Reproduce the data exactly. Omit no record.

· · ·

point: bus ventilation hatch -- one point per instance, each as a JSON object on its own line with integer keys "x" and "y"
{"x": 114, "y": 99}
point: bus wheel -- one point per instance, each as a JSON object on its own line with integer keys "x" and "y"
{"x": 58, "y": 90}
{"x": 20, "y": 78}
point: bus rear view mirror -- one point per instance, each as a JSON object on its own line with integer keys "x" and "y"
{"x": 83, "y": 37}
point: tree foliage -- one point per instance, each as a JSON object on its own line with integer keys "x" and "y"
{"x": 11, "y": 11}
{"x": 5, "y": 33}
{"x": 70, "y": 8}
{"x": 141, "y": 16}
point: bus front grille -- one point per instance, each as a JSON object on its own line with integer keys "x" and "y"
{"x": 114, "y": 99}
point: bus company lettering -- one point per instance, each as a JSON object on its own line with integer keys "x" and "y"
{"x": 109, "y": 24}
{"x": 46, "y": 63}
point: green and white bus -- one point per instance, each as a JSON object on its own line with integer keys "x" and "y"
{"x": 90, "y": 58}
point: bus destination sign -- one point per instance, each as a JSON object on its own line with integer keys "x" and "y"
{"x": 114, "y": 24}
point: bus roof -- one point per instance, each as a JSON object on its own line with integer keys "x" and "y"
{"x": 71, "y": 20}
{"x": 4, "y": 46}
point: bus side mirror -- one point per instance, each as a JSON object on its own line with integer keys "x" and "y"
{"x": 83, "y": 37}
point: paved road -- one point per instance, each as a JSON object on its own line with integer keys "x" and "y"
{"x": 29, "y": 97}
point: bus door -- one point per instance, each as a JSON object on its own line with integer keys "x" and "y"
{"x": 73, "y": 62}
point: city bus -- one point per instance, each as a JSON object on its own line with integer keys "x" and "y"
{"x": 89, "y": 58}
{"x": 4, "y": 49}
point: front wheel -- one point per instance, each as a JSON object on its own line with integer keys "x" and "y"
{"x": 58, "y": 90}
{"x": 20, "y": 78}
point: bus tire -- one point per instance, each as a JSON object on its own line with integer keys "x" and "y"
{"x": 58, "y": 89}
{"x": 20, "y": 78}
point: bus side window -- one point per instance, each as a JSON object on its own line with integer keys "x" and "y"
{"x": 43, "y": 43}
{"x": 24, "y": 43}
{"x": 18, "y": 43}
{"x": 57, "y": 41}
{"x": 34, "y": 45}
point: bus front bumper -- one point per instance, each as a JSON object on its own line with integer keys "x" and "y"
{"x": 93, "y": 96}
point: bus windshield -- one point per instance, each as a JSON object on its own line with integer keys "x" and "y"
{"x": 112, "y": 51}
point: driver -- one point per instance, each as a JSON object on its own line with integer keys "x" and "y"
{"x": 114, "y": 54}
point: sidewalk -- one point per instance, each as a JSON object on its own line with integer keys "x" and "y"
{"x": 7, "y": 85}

· · ·

» **Solution for this task**:
point: bus ventilation hatch -- one point per instance, each as a JSON object on its own line with integer keys "x" and "y"
{"x": 114, "y": 99}
point: bus wheel -- one point per instance, each as a JSON object on its own line with integer keys "x" and "y"
{"x": 58, "y": 90}
{"x": 20, "y": 78}
point: bus rear view mirror -- one point per instance, each as a JSON object on its own line with integer keys "x" and "y"
{"x": 83, "y": 37}
point: tree foliage -- one point per instance, each as a JSON object on its own line with integer keys "x" and "y"
{"x": 11, "y": 11}
{"x": 5, "y": 33}
{"x": 70, "y": 8}
{"x": 141, "y": 16}
point: bus front grille -- one point per instance, each as a JSON object on its own line with integer keys "x" and "y"
{"x": 114, "y": 99}
point: bus company lettering -- one point per instance, each as a JSON object on its own line with integer keys "x" and "y"
{"x": 109, "y": 24}
{"x": 46, "y": 63}
point: green and white bus -- one point per instance, each as a JSON object on its own line with integer keys "x" and "y"
{"x": 90, "y": 58}
point: bus destination sign -- one point per instance, each as a JSON object on its own line with integer keys "x" and "y"
{"x": 114, "y": 24}
point: bus roof -- one point per instance, each as a JSON object on its own line with integer keys "x" and "y"
{"x": 71, "y": 20}
{"x": 4, "y": 46}
point: bus side mirror -- one point per instance, each as a JSON object on its own line with integer keys "x" and "y"
{"x": 83, "y": 37}
point: paved road -- one point per instance, each as a JSON object on its own line with integer keys "x" and "y"
{"x": 29, "y": 97}
point: bus door -- one point per instance, each as a JSON object on its own line with integer keys "x" and "y"
{"x": 73, "y": 62}
point: city bus -- one point per instance, each as a JSON object on its own line with integer keys "x" and "y"
{"x": 89, "y": 58}
{"x": 4, "y": 49}
point: front wheel -- one point per instance, each as a JSON object on its own line with integer keys "x" and "y"
{"x": 58, "y": 90}
{"x": 20, "y": 78}
point: bus tire -- one point per instance, each as a JSON object on its own line with integer keys "x" and "y"
{"x": 58, "y": 89}
{"x": 20, "y": 78}
point: bus side window -- one point per instance, each as a JSON object on its own line with integer keys "x" and "y"
{"x": 43, "y": 43}
{"x": 24, "y": 43}
{"x": 18, "y": 43}
{"x": 57, "y": 41}
{"x": 34, "y": 45}
point: bus front bumper -- one point per instance, each as a JSON object on its own line with integer keys "x" and "y"
{"x": 93, "y": 96}
point: bus windshield -- one point per instance, each as a JSON object on its own line with integer keys "x" and "y"
{"x": 112, "y": 51}
point: driver -- one point per instance, each as a JSON object on its own line with integer keys "x" and "y"
{"x": 114, "y": 54}
point: sidewalk -- one point per instance, each as a JSON object on its own line with integer keys "x" and "y"
{"x": 7, "y": 85}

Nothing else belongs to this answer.